▶ [SUPPLIED TEXT]
"""

The hearing, held by two subcommittees of the House Committee on Science, Space and Technology, suggests that higher education is likely to continue coming under scrutiny from lawmakers who argue that it should be doing more to protect against threats posed by foreign intelligence collectors -- including what one witness, the journalist Daniel Golden, described as the “small but significant percentage of international students and faculty [who] come to help their countries gain recruits for clandestine operations, insights into U.S. government plans and access to sensitive military and civilian research.”

The hearing follows on comments Federal Bureau of Investigation director Christopher Wray made in February about counterintelligence risks posed by Chinese students and what he described as the “level of naïveté on the part of the academic sector” about the risks. It also follows increasing scrutiny by lawmakers of American universities' ties with Chinese-government affiliated entities, including the Confucius Institutes, and recent indictments in connection to an Iranian cyberattack that prosecutors say targeted U.S. universities (the phishing attack was discussed in Wednesday's hearing).

“The intelligence community has warned about these threats for years, ranging from cyberattacks to human manipulation to break-ins," said Representative Lamar Smith, a Republican from Texas and chair of the full Committee on Science, Space and Technology. "We know that foreign agents routinely target American students and educators in their priority areas. Faculty and administrators must be alert and educated to spot the warning signs of foreign operations. But many in academia have been unwilling to accept reality and unwilling to take any defensive measures to protect their researchers’ work, their universities’ scientific assets and taxpayers’ investment.” Smith went on to praise the University of Texas at Austin’s recent decision to reject funding from a Chinese government-linked foundation, the China-United States Exchange Foundation, as “the type of proactive oversight that needs to occur at other colleges.”

"""

▶ [DATA SUPPLIED]

"""

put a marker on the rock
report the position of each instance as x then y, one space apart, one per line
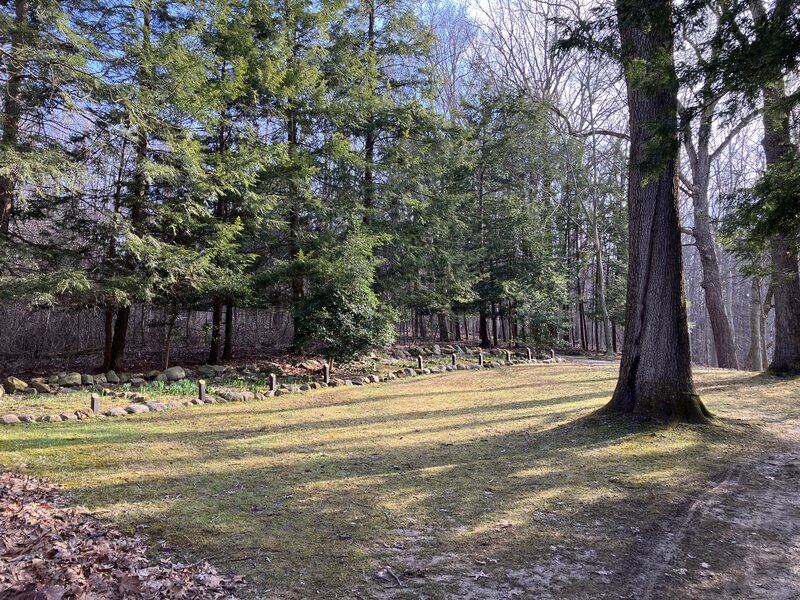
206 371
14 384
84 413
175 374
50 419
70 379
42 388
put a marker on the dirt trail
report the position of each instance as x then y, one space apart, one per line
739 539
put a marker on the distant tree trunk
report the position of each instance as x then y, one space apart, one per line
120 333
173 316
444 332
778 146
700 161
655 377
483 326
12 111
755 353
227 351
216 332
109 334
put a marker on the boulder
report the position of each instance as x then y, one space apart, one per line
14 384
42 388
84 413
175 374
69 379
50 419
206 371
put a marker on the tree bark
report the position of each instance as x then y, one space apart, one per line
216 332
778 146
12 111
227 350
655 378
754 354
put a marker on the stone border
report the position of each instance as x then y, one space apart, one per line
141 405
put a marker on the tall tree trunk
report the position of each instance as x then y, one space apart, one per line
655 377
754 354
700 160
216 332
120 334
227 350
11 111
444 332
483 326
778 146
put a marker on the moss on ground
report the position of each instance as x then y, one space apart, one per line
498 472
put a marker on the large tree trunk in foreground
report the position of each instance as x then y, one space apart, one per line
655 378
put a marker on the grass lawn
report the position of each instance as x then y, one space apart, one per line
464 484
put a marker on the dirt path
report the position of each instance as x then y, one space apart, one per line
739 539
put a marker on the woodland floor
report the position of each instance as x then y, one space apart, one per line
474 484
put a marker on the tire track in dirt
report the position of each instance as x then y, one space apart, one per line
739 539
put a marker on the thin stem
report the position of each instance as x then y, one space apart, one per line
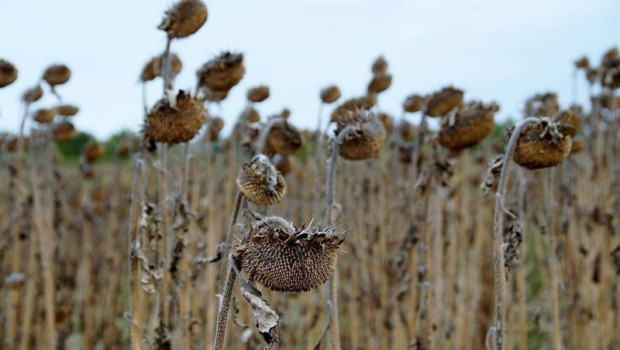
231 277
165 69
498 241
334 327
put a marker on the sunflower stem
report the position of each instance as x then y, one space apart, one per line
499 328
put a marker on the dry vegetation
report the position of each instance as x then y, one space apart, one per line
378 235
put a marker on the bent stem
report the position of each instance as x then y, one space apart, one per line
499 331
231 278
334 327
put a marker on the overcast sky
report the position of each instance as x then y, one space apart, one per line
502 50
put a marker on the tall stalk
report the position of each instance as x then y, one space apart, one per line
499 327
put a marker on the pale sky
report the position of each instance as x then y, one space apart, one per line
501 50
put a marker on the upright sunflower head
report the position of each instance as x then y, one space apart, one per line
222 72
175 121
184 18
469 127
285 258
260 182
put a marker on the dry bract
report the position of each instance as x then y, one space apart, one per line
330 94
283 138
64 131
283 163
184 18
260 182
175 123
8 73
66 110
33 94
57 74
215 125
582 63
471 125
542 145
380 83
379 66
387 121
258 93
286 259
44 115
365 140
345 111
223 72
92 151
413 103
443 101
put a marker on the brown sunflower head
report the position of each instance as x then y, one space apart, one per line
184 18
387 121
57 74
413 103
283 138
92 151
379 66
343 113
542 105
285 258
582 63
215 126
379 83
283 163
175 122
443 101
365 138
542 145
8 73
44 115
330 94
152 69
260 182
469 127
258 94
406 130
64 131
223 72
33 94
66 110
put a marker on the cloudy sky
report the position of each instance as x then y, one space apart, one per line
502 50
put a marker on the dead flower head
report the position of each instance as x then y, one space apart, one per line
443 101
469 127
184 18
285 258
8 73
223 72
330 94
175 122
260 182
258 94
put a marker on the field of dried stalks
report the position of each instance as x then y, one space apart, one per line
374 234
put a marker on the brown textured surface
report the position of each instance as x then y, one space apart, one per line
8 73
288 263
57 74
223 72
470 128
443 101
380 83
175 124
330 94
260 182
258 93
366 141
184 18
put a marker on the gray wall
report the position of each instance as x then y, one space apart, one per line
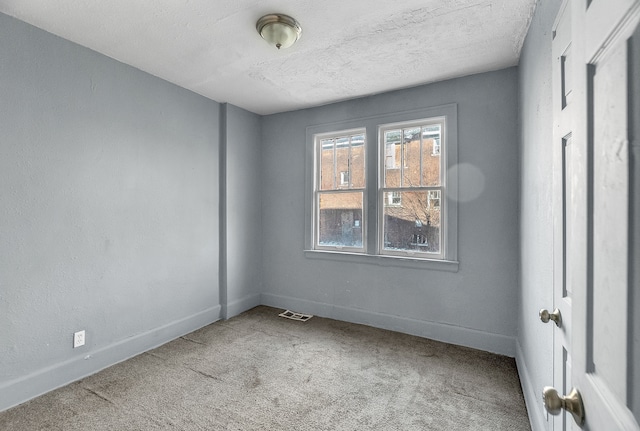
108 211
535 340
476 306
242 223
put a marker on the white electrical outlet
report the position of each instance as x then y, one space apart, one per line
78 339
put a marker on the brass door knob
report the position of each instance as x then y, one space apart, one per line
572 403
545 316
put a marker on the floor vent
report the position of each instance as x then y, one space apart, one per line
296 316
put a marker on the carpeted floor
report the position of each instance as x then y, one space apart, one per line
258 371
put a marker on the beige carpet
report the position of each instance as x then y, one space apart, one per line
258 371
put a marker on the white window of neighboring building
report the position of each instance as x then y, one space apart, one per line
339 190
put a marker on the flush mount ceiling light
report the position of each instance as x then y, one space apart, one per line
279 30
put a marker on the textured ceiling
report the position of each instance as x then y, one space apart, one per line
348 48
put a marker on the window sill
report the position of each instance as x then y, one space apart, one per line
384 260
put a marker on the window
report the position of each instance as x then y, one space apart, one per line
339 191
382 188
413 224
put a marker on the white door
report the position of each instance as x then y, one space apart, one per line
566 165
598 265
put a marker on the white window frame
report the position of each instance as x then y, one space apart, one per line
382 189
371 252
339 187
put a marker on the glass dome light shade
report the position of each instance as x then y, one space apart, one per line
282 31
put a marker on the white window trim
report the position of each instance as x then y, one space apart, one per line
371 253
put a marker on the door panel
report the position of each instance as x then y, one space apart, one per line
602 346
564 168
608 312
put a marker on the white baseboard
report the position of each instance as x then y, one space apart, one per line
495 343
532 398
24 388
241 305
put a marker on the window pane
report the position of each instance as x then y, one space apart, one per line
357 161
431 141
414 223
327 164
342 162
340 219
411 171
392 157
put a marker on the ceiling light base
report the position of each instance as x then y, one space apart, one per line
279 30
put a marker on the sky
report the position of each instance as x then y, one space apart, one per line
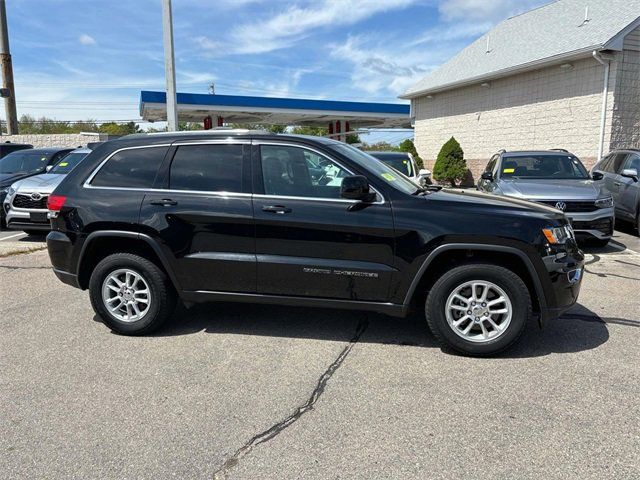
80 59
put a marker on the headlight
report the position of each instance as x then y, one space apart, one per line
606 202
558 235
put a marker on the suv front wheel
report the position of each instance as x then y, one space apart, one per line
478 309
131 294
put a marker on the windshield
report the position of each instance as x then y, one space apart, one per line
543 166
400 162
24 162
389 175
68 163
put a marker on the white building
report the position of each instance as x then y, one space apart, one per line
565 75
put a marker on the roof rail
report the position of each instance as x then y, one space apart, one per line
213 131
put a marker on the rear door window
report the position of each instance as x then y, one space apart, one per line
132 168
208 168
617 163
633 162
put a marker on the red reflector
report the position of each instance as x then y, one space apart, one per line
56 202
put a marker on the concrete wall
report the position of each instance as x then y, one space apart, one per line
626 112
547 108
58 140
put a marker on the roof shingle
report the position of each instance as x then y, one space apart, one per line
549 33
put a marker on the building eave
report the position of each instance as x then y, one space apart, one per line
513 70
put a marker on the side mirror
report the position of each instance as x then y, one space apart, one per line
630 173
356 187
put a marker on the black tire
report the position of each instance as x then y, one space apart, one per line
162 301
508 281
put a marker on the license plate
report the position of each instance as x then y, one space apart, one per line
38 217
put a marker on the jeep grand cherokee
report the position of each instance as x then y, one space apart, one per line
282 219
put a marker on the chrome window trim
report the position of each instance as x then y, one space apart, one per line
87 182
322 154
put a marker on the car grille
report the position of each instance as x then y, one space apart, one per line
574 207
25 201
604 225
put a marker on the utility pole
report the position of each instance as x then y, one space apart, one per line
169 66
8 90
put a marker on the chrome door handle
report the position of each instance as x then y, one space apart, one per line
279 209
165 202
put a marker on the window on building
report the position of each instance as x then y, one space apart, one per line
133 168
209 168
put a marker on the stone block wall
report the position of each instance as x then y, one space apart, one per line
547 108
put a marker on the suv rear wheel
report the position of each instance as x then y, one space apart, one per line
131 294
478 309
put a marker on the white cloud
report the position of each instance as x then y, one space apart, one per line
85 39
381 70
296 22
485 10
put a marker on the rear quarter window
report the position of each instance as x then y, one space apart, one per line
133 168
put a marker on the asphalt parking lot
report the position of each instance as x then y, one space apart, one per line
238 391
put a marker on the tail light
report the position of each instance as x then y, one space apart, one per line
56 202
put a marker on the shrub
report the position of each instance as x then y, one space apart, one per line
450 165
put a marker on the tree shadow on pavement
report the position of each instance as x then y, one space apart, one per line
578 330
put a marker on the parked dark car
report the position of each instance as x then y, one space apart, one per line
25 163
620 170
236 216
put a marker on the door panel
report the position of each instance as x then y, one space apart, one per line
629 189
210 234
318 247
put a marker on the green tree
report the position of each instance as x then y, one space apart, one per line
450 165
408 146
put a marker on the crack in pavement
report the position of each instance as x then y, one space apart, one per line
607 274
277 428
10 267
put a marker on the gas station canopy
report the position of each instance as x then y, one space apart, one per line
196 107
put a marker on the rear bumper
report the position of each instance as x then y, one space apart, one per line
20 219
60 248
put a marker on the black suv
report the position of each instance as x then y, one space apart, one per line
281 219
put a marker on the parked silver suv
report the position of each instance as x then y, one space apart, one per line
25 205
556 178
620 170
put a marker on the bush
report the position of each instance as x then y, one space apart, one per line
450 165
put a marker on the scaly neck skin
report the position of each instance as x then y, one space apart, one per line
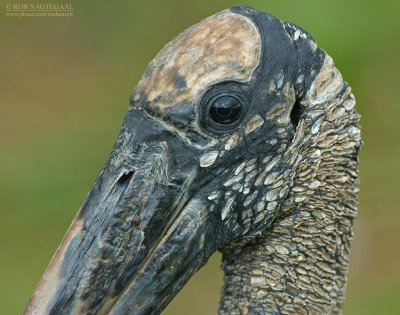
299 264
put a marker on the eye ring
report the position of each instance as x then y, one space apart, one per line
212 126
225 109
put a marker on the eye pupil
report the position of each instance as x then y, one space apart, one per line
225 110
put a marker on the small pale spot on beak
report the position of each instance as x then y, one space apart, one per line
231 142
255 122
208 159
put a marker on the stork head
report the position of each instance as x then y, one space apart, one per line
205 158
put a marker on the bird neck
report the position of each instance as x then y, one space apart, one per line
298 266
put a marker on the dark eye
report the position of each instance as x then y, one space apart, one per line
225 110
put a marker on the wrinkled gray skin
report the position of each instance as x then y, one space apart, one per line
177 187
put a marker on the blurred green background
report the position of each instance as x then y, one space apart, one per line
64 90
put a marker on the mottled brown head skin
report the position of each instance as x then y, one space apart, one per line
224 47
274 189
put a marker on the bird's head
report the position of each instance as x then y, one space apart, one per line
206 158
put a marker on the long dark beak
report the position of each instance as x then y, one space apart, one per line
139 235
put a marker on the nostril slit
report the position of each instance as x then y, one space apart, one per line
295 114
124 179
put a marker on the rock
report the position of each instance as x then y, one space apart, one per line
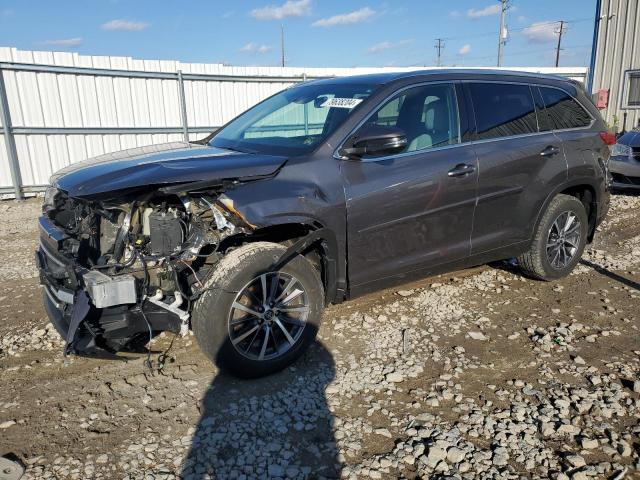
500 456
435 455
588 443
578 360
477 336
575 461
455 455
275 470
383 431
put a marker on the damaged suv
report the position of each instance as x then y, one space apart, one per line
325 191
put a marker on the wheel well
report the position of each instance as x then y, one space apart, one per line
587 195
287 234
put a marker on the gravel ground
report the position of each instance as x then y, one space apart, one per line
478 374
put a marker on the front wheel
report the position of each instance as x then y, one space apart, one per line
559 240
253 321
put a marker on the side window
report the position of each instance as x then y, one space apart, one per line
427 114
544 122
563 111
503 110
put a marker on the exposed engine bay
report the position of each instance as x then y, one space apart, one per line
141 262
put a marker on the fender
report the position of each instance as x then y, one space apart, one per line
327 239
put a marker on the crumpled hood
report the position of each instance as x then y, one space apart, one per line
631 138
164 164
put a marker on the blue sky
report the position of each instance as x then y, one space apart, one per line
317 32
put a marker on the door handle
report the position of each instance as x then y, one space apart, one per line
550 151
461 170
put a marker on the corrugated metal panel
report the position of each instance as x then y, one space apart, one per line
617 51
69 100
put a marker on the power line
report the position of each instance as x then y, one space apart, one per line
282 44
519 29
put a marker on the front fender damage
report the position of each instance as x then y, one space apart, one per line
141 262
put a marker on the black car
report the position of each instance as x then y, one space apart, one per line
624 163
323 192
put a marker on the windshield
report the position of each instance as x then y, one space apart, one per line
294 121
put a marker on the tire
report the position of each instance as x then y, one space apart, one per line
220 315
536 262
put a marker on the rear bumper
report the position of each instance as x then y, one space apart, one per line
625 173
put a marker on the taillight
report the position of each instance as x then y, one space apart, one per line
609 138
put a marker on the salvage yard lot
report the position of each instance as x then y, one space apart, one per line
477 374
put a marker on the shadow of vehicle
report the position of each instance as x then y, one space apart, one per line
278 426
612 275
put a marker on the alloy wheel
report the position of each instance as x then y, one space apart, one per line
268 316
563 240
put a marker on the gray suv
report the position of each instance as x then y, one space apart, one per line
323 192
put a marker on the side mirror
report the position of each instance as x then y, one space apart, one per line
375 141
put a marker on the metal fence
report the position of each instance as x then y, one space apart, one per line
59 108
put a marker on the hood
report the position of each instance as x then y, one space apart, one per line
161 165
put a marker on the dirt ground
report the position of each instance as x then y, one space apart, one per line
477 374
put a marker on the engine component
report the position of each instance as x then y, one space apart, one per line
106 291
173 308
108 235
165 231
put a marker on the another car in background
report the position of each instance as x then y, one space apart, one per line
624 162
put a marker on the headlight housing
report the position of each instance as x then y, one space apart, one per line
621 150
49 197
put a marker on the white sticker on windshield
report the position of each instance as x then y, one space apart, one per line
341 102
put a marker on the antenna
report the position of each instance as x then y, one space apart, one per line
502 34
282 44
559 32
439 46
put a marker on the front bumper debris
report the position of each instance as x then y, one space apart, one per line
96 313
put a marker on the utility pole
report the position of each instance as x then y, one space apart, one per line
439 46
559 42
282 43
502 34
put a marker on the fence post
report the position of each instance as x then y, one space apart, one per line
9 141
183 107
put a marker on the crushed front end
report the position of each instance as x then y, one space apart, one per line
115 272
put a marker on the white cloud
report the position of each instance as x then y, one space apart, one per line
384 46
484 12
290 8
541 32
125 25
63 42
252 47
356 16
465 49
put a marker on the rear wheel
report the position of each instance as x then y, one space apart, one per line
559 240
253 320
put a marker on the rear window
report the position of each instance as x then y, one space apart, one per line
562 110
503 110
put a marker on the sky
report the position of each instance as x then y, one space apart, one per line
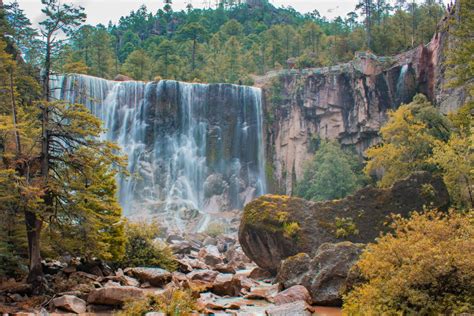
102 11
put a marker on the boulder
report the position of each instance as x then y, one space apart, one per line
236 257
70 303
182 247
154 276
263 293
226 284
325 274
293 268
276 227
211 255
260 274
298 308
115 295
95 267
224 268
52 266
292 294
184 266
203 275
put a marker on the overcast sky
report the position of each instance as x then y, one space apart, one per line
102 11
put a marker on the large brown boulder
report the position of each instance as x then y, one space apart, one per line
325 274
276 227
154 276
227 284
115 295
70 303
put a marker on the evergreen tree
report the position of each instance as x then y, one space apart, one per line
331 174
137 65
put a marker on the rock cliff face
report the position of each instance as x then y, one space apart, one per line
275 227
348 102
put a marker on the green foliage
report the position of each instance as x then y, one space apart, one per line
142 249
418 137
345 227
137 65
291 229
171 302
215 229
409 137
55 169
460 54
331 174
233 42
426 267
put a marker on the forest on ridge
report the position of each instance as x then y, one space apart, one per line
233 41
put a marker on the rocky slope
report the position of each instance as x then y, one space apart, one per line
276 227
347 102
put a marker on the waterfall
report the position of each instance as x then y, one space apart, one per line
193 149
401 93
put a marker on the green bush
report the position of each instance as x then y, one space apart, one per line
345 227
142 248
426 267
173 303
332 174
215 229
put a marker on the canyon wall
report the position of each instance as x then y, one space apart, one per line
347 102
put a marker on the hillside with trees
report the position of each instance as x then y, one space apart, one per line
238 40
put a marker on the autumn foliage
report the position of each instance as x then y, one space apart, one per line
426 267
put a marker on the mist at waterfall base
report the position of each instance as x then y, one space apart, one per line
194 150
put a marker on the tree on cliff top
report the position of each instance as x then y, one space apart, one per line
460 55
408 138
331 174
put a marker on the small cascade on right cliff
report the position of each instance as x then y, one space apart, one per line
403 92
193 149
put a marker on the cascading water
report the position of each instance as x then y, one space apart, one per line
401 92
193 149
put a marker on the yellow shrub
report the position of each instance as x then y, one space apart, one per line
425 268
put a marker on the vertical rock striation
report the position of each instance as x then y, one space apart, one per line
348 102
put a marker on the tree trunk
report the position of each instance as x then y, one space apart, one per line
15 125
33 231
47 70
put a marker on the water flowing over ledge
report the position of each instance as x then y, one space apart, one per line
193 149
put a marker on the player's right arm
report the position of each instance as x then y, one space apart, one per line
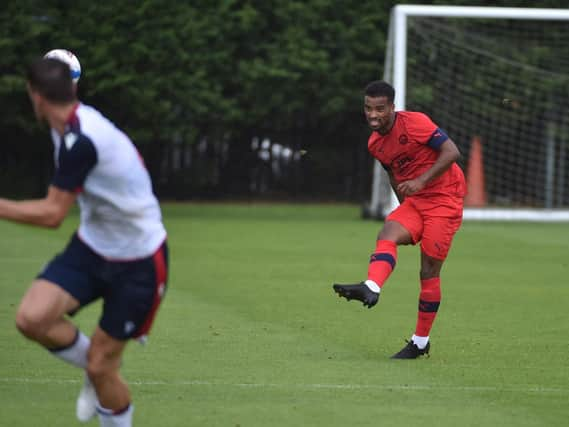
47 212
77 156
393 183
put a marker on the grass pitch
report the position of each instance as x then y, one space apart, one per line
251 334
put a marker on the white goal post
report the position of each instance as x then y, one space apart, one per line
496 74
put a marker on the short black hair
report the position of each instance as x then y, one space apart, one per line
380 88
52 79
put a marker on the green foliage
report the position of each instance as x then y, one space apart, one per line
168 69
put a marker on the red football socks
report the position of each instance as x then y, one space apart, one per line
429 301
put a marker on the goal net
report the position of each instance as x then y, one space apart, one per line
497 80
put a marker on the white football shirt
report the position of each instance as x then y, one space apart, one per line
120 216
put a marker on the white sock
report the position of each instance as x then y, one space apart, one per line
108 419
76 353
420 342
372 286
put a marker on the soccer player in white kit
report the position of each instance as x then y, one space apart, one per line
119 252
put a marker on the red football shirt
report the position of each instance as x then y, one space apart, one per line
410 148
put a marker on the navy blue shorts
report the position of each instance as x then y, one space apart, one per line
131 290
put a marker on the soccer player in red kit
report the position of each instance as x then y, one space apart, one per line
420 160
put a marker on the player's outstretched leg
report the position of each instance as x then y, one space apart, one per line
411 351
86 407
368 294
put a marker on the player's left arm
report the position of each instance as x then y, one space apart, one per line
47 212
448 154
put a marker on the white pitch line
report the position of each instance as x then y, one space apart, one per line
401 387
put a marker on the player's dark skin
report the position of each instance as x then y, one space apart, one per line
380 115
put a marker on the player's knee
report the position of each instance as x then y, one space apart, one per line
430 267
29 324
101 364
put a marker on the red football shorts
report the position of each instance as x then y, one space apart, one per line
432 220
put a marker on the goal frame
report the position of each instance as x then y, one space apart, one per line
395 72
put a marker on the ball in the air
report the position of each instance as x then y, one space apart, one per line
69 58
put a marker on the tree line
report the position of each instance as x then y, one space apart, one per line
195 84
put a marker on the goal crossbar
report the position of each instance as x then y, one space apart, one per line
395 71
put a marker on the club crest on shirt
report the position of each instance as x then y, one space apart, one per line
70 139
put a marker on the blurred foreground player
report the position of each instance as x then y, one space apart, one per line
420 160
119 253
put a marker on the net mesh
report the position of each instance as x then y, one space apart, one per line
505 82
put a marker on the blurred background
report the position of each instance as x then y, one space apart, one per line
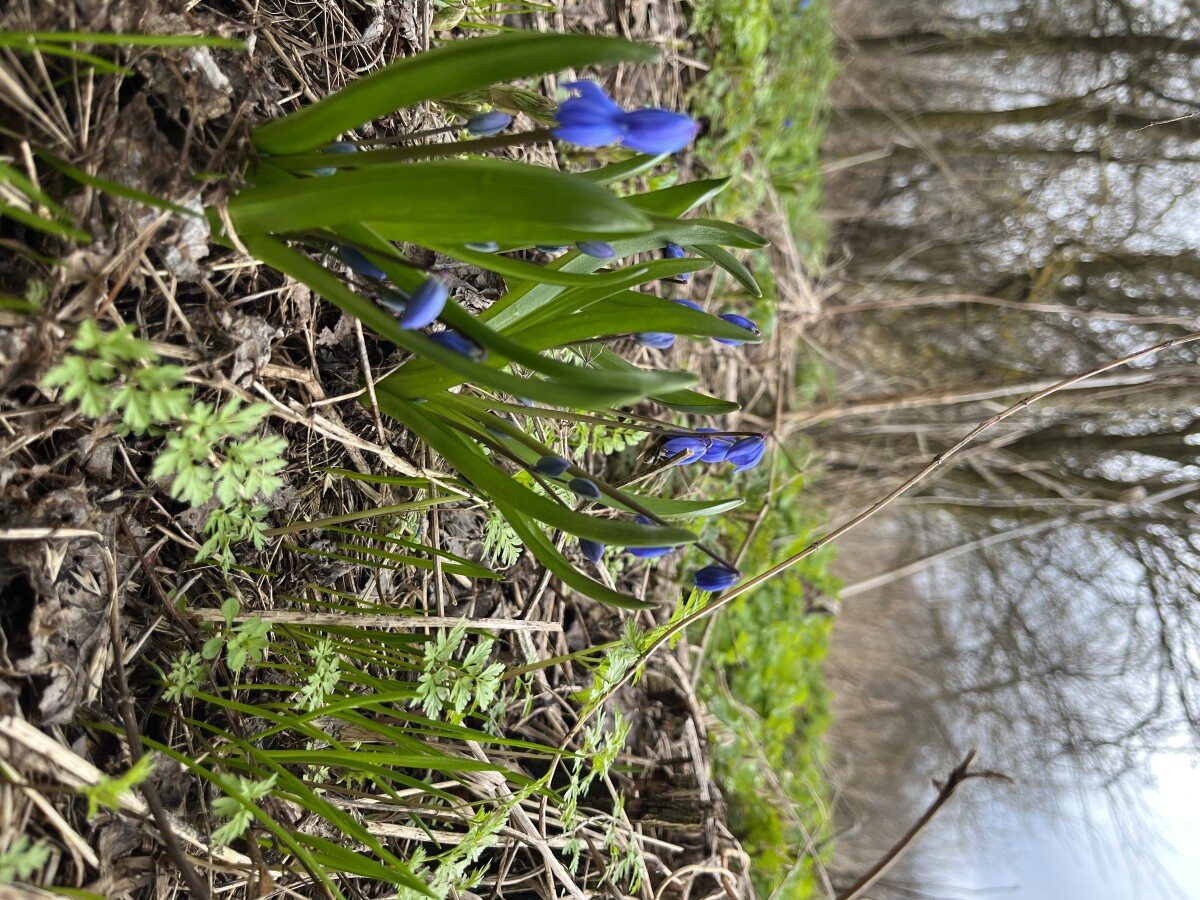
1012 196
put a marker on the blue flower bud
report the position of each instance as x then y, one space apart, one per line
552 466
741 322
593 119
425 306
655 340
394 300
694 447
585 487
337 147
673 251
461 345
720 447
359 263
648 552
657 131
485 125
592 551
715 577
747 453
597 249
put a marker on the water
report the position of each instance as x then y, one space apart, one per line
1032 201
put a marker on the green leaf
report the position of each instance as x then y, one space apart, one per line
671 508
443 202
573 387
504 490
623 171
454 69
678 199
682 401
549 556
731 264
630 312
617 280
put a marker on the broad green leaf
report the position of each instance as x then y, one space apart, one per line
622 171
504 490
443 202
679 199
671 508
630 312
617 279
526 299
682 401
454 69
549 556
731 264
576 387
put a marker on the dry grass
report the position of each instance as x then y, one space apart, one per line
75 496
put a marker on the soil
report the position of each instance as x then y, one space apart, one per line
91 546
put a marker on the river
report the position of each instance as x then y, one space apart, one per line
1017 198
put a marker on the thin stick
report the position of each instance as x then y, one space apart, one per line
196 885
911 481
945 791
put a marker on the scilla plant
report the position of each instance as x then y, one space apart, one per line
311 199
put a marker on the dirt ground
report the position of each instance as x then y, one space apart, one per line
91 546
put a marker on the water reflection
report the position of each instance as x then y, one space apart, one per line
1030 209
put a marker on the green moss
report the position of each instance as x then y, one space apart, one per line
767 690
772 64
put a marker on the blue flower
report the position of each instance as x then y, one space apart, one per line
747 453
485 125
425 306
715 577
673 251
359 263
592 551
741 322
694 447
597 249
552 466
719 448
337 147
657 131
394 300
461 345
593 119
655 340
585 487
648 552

"""

▶ [SHORT EXERCISE A]
Answer these questions using the passage on the House hearing about foreign intelligence threats to universities:
(i) Which journalist appeared as a witness at the hearing?
(ii) In what month did FBI director Christopher Wray make his comments about Chinese students?
(iii) From which foundation did the University of Texas at Austin decline funding?
▶ [SHORT EXERCISE B] Extend the passage on the House hearing about foreign intelligence threats to universities, picking up right after its final sentence.

▶ [ANSWER A]
(i) Daniel Golden
(ii) February
(iii) The China-United States Exchange Foundation

▶ [ANSWER B]
Some lawmakers cautioned against the potential for overreaction. Representative Donald Beyer, a Democrat from Virginia and the ranking member of the Subcommittee on Oversight, said that professors and students “need to understand the potential value of their research to foreign adversaries” and “should be properly educated about potential espionage threats and trained on how to take appropriate security measures … What I do not believe we want to do, however, is pull the welcome mat from under the more than one million foreign students who come to America to study every year.”

Higher education groups were not represented among the witnesses for the hearing, but Beyer entered into the record a joint statement from the American Council on Education, the Association of American Universities, the Association of Public and Land-grant Universities, and the Council on Governmental Relations in which they stated their readiness to work with national security agencies on these issues and lamented the disbanding of one such forum for collaboration, the FBI’s National Security Higher Education Advisory Board. The FBI did not provide comment prior to deadline Wednesday about why the board was reportedly disbanded in February.